**Required task**
The lines to be set down run from the line containing "find | wet rock" through the final line of the data below; print them exactly and print nothing else.

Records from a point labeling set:
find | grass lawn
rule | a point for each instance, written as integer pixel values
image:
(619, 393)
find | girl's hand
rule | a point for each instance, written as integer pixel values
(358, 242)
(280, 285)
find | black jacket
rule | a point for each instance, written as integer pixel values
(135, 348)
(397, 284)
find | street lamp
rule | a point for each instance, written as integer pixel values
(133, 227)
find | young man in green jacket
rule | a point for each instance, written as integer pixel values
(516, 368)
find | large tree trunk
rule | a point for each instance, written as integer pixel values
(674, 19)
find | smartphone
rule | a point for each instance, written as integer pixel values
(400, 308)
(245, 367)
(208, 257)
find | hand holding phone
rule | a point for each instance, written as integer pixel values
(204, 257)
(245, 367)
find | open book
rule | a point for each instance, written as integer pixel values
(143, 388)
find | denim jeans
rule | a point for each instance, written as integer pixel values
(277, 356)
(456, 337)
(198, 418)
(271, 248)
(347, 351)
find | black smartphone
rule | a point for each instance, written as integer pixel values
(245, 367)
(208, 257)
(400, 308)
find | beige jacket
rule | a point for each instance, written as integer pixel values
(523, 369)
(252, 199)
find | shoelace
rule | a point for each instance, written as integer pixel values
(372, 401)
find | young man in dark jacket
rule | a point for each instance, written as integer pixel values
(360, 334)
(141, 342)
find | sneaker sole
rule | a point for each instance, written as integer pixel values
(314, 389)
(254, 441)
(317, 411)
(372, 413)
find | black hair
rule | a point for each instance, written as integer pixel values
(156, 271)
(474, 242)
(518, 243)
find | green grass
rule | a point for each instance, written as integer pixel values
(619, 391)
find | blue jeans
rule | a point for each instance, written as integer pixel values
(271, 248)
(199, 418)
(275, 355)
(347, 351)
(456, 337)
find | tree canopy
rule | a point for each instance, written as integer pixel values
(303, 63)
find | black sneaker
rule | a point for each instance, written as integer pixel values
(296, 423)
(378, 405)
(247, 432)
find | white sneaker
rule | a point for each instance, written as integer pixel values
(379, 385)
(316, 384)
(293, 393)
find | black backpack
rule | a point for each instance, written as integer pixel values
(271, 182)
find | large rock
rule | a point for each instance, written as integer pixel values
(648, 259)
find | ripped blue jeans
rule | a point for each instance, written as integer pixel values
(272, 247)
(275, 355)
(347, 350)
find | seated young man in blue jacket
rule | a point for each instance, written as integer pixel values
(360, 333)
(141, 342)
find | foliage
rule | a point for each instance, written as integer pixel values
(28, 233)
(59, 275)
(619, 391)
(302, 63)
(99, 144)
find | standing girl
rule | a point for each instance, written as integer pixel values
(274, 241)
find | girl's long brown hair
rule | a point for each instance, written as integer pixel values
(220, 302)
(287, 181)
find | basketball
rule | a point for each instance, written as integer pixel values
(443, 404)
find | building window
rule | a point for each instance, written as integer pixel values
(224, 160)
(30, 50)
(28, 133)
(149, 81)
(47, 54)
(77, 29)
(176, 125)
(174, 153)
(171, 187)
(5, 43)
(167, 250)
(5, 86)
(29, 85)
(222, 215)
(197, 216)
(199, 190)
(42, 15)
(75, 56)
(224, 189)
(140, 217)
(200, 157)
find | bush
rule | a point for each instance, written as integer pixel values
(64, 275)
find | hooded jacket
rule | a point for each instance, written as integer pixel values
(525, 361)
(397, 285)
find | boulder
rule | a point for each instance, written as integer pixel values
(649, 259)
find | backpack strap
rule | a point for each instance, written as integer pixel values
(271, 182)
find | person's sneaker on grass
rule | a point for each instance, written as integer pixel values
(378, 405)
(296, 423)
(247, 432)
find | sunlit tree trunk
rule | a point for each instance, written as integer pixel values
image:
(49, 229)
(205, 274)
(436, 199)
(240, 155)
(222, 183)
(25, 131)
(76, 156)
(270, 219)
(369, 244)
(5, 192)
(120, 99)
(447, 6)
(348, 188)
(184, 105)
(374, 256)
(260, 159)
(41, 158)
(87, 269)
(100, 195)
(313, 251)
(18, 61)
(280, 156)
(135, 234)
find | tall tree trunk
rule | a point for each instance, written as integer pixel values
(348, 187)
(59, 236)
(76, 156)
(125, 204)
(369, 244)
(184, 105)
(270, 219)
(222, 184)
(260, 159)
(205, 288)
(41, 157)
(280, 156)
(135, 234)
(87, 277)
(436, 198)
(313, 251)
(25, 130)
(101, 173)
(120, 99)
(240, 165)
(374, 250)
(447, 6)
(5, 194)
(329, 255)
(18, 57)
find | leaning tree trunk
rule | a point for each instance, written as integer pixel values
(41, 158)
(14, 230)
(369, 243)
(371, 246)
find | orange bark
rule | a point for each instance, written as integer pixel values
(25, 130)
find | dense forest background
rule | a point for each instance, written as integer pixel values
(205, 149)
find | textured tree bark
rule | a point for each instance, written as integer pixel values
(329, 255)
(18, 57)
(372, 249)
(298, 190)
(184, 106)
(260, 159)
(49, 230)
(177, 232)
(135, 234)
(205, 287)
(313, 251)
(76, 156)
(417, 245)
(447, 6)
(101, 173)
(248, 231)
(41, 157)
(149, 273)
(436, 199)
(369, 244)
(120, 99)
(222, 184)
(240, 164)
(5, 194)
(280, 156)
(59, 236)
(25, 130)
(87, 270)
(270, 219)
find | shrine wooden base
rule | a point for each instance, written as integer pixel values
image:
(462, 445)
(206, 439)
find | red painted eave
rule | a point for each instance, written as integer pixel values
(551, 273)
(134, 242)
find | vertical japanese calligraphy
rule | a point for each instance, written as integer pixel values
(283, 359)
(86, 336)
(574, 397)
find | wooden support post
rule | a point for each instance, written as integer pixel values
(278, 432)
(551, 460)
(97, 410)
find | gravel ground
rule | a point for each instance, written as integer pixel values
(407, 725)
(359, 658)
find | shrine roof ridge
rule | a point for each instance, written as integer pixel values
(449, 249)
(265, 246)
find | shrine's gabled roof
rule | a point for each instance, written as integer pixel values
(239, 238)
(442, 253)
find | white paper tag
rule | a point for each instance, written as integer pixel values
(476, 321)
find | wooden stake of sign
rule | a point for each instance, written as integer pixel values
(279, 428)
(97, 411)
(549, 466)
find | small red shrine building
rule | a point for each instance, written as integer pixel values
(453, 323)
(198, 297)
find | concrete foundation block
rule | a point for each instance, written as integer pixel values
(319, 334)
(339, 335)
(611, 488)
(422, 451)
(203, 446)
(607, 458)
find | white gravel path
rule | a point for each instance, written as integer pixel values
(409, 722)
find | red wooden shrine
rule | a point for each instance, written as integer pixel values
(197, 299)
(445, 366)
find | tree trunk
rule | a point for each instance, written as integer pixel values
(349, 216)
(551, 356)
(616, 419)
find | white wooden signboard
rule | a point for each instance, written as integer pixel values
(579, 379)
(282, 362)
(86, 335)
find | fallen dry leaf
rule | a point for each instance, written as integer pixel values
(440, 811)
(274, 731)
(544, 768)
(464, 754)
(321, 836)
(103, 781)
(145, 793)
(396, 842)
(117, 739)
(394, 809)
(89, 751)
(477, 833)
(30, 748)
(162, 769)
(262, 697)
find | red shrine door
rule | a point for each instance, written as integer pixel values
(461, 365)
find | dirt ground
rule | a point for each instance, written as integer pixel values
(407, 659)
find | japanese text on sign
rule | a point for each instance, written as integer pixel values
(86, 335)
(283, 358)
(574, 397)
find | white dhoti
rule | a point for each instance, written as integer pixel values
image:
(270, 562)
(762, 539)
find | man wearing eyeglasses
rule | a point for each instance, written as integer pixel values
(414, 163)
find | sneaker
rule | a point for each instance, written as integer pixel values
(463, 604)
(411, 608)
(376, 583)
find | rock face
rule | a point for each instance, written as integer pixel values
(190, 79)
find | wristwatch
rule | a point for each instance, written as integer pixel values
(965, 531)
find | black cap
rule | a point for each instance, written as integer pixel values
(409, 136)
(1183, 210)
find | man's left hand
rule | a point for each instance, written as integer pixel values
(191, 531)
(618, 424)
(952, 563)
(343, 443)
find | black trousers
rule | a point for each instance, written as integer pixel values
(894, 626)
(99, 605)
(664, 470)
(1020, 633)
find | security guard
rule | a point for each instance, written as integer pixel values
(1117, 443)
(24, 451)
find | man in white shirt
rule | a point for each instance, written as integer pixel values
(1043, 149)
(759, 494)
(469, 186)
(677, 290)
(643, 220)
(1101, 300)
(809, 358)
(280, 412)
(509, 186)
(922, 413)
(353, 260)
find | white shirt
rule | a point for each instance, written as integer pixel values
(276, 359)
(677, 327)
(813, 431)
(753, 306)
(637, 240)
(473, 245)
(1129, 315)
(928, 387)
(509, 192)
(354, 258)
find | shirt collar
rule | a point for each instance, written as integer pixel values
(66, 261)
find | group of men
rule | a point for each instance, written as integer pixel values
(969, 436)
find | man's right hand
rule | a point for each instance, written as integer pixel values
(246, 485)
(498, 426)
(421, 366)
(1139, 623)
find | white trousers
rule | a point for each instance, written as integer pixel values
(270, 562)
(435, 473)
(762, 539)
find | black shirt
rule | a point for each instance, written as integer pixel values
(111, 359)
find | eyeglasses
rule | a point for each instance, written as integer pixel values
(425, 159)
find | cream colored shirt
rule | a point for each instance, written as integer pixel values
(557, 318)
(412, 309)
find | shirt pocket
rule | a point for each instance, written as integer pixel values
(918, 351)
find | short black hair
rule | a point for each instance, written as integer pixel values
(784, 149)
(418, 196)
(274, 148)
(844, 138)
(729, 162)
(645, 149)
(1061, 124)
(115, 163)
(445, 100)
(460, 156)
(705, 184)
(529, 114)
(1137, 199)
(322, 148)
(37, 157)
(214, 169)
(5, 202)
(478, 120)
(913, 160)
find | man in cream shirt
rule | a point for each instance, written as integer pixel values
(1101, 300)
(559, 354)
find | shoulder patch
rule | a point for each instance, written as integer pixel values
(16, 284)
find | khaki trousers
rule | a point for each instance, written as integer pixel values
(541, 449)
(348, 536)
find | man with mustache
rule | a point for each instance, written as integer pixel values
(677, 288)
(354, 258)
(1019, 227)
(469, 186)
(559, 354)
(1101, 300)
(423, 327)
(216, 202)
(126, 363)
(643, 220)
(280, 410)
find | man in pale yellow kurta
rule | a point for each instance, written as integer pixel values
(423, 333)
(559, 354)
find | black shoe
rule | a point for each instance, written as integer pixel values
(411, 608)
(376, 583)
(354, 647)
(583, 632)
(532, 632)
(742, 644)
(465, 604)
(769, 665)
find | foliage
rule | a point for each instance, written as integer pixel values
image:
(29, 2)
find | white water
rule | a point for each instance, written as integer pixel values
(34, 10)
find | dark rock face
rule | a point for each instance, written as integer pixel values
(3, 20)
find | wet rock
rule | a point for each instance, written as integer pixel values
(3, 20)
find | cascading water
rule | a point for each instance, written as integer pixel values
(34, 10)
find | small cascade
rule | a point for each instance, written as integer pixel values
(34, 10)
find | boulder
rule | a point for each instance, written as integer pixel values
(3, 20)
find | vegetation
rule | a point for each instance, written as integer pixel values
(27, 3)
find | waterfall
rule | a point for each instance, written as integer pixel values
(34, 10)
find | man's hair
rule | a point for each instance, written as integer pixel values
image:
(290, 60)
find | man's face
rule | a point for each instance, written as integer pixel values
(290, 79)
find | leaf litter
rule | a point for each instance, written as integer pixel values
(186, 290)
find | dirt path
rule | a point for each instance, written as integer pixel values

**Final result**
find | wet rock
rule | a point for each instance, written as integer pixel values
(3, 20)
find | cascading water
rule | a point for each instance, written as integer pixel values
(34, 10)
find | small cascade
rule | a point for each instance, written as integer pixel values
(34, 10)
find | boulder
rule | a point for each instance, written as integer pixel values
(3, 20)
find | vegetation
rule | a point for each instance, written as integer pixel values
(27, 3)
find | waterfall
rule | a point for each instance, written as integer pixel values
(34, 10)
find | man's hair
rule | a point for each instance, written as integer pixel values
image:
(290, 60)
find | man's face
rule | a point for each instance, written as integer pixel values
(290, 79)
find | leaf litter
rule | a point for each instance, written as integer pixel values
(186, 290)
find | dirt path
rule | a point for each instance, written as integer pixel values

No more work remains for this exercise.